_DATA SUPPLIED_
·····
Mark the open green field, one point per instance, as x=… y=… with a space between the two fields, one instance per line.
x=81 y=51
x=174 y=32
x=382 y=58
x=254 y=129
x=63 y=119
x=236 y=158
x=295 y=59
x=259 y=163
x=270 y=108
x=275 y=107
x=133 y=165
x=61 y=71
·····
_REQUIRED TASK_
Substitute "paved parking area" for "open green field" throughout the rows above, leaving everything else unchanged.

_RESPONSE FOR THIS EXERCISE_
Mark the paved parking area, one point per instance, as x=… y=… with a space between the two fields, one instance per line.
x=81 y=51
x=174 y=32
x=382 y=58
x=254 y=129
x=63 y=119
x=236 y=158
x=295 y=59
x=259 y=163
x=270 y=108
x=275 y=107
x=133 y=165
x=61 y=71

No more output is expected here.